(Excerpts from a dataset)

========================

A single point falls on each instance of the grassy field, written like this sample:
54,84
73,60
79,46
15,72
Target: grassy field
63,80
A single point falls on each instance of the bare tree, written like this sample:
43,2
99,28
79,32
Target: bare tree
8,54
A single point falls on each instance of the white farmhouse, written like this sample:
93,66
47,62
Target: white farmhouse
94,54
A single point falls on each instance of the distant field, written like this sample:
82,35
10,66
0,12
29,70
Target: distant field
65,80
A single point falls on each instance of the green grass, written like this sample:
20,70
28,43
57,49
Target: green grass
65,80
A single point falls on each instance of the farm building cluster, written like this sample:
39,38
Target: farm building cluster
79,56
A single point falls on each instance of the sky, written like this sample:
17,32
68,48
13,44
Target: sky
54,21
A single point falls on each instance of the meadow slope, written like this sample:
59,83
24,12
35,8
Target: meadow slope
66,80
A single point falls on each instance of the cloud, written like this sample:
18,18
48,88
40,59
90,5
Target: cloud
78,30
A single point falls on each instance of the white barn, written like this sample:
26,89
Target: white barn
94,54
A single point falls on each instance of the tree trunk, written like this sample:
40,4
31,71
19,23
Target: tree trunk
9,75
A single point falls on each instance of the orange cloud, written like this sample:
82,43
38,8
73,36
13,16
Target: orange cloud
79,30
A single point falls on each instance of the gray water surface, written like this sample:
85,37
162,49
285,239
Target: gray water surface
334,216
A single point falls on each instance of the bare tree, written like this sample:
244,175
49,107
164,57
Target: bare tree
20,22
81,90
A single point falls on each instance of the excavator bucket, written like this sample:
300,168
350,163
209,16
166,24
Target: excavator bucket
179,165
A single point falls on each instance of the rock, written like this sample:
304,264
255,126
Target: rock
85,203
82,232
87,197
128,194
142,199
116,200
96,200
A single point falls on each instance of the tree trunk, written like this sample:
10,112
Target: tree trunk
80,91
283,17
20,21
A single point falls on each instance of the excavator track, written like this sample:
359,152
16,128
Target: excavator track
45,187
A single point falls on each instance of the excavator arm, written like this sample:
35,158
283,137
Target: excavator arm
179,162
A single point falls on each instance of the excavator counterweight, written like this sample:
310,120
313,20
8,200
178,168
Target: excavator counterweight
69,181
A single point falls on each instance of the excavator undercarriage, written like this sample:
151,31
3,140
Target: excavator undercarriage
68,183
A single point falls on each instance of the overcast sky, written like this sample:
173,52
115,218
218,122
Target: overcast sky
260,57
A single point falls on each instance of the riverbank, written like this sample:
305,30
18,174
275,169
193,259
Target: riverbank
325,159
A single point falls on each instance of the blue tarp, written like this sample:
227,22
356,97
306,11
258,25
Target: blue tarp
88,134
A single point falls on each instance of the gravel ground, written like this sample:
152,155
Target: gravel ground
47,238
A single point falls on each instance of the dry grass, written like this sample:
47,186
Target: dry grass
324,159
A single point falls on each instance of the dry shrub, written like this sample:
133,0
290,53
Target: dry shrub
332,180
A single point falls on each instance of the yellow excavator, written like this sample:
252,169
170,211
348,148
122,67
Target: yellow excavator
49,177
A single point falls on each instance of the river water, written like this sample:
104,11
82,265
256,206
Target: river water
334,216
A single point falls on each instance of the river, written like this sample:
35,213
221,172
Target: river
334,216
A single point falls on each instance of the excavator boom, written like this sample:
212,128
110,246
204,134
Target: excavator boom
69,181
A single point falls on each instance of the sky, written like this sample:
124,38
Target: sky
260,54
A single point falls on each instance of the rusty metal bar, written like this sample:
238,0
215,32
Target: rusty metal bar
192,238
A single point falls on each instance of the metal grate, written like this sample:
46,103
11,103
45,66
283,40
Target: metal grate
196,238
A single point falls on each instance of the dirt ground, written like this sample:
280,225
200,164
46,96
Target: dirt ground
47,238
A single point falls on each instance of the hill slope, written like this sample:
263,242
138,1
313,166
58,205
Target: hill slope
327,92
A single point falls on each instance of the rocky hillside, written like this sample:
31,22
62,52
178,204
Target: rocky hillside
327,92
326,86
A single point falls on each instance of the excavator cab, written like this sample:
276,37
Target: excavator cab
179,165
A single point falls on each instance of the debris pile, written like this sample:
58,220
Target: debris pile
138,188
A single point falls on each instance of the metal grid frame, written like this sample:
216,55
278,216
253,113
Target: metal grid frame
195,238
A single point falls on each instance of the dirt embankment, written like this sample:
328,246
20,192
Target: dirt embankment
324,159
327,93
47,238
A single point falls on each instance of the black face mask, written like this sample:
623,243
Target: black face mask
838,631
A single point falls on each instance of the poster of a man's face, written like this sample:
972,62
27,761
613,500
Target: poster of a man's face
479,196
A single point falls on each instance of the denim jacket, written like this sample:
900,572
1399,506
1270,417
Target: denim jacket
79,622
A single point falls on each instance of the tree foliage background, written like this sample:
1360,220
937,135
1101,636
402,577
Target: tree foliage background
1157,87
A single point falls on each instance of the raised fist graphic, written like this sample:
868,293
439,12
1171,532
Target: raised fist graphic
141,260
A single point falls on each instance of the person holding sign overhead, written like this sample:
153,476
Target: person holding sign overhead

========================

** WORK TASK **
When the entries above show the word "holding" in a line, copy that line out.

** RESULT BELOW **
A single point falls on each instance of the person holding sign overhead, written like this sample:
Target: person holding sign overhead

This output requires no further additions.